* [About this exercise]:
Starting at the line that contains "As part of dataset curation, annotate the tree canopy", quote each line exactly through the last line of the entries, both included.

* [Collected data]:
╭──

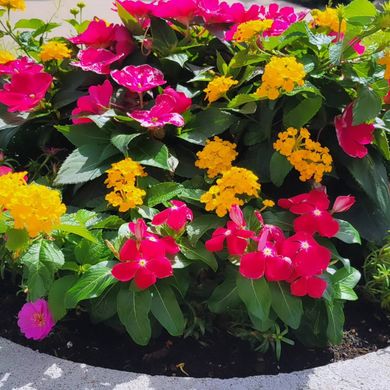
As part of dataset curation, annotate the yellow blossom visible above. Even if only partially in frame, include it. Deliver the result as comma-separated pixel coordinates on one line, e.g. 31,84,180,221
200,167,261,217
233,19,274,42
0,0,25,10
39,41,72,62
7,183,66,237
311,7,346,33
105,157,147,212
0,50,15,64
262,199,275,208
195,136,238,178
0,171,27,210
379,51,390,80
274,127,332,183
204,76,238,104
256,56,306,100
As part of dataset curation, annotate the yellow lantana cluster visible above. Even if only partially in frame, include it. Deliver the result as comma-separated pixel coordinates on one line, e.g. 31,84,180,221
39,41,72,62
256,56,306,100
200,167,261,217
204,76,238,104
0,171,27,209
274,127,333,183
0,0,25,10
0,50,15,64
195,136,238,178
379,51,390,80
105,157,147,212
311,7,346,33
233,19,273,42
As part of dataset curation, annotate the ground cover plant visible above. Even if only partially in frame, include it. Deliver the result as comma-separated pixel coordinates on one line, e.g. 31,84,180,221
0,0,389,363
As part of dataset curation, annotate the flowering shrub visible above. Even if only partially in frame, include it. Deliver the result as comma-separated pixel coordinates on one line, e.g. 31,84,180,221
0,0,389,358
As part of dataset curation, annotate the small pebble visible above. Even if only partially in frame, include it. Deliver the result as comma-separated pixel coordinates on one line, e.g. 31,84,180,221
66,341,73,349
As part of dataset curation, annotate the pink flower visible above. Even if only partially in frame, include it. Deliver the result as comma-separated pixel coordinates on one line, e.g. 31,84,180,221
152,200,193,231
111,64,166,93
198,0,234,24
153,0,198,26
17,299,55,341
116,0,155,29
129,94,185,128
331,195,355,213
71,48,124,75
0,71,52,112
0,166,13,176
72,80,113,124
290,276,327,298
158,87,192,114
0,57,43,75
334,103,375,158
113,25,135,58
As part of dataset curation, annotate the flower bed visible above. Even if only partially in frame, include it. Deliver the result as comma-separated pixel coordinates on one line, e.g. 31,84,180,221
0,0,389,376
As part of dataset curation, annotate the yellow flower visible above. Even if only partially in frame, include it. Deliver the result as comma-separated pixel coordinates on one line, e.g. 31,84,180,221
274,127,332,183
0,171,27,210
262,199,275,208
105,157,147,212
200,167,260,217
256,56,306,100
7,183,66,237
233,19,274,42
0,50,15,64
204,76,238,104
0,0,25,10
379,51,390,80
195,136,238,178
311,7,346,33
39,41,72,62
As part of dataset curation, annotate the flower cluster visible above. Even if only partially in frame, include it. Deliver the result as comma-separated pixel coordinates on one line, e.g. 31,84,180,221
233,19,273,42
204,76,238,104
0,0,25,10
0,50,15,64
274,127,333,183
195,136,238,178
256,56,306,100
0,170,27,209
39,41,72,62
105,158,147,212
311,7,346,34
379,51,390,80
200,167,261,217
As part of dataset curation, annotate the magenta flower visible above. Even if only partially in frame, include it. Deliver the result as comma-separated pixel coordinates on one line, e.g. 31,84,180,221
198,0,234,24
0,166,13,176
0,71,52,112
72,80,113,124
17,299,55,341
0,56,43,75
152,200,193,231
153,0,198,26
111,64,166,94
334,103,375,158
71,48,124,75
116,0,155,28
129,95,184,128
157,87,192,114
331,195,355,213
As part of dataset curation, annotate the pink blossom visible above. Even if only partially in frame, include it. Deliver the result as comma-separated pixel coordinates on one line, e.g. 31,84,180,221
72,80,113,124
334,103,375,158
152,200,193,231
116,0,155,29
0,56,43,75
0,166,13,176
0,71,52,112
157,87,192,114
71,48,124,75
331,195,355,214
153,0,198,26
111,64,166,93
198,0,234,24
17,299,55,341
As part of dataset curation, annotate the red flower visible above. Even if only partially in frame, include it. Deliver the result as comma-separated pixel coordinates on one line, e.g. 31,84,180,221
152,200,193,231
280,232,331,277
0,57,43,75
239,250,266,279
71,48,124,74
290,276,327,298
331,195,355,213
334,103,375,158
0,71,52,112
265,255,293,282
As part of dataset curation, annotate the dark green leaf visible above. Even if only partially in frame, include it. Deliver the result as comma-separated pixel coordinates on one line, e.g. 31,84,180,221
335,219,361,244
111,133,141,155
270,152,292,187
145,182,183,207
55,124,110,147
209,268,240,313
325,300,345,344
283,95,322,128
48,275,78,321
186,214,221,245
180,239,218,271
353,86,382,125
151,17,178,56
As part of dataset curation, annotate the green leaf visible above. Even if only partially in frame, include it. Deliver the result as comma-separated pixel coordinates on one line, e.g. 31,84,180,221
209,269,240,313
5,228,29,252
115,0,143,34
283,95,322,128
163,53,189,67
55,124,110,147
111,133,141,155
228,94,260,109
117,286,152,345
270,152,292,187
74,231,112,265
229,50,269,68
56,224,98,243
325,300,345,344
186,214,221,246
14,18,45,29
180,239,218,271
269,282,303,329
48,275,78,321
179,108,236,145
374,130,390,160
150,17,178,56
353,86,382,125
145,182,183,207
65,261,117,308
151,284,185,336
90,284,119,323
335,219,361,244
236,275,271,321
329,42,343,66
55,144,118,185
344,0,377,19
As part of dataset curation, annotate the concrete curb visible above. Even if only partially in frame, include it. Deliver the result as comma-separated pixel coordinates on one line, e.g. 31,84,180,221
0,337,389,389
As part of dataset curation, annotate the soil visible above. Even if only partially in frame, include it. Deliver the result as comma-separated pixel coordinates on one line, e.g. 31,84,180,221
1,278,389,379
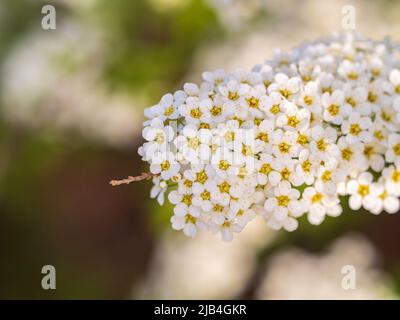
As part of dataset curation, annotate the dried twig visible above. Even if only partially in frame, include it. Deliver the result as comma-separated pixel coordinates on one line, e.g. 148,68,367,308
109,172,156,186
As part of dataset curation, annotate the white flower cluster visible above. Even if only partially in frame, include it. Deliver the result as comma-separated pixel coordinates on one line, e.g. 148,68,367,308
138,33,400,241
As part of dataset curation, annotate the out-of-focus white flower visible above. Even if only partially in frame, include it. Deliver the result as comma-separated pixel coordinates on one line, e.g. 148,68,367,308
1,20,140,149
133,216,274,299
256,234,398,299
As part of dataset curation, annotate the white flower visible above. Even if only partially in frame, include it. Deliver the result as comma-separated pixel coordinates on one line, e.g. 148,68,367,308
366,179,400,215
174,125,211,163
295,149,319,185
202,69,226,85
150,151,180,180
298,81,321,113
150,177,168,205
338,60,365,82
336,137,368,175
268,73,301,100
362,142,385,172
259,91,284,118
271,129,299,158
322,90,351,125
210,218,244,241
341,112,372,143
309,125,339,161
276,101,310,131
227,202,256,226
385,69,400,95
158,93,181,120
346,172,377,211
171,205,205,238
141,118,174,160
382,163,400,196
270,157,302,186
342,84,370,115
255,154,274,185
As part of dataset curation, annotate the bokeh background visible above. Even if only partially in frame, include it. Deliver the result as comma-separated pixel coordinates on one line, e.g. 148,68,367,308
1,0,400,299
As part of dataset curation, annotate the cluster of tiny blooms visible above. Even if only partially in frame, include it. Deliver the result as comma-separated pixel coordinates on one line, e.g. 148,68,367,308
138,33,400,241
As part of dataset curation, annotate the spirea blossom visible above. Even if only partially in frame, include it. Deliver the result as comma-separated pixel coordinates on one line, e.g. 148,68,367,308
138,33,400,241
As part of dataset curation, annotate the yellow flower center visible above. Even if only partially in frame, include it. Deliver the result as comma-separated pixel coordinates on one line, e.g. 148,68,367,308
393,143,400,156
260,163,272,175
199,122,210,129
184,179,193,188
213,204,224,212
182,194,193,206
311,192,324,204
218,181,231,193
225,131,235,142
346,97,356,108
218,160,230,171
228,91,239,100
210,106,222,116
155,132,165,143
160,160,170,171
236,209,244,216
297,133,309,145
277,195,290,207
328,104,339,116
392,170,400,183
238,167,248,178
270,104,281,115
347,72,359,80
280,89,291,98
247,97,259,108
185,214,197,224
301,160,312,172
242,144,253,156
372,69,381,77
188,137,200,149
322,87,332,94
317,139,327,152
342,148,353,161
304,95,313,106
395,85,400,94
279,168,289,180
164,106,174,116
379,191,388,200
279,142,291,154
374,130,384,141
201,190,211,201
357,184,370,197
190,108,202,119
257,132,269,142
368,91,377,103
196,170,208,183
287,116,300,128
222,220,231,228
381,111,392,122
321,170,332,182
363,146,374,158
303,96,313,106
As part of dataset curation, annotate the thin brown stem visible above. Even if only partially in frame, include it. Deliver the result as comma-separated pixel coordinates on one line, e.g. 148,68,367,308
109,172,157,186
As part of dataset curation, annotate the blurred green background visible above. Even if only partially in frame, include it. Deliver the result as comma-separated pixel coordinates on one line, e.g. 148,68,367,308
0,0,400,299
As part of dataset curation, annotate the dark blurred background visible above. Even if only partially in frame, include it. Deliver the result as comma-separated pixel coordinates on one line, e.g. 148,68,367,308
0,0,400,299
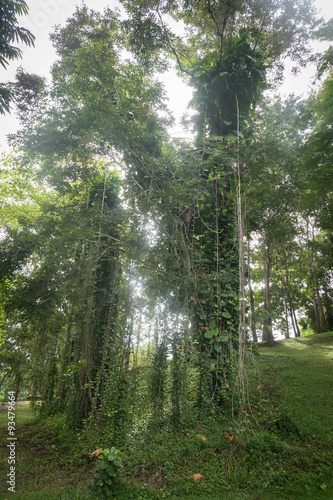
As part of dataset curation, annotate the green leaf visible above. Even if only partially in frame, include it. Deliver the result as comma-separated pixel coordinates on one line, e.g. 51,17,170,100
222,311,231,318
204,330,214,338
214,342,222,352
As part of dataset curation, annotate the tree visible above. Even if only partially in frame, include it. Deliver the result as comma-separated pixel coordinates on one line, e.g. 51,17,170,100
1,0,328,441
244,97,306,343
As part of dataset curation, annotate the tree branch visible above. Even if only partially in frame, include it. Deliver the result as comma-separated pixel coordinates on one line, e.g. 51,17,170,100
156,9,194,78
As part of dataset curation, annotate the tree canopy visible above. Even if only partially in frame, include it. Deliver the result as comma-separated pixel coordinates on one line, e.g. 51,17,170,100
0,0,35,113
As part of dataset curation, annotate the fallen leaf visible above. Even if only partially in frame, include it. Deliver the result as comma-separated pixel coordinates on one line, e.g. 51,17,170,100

╰──

* [Exercise result]:
As part of dataset curation, annotate the tree canopy visible above. Even if only partially in frame, include it. Deliver the result as comma-separated pixel coordinates on one line, e.g. 51,17,170,100
0,0,35,113
As part of dataset curation, annotate the fallen leaf visible above. Even if only partially in frame, include it. Deliver the result as comma-separated pixel coordinates on one line, e.g. 51,17,170,100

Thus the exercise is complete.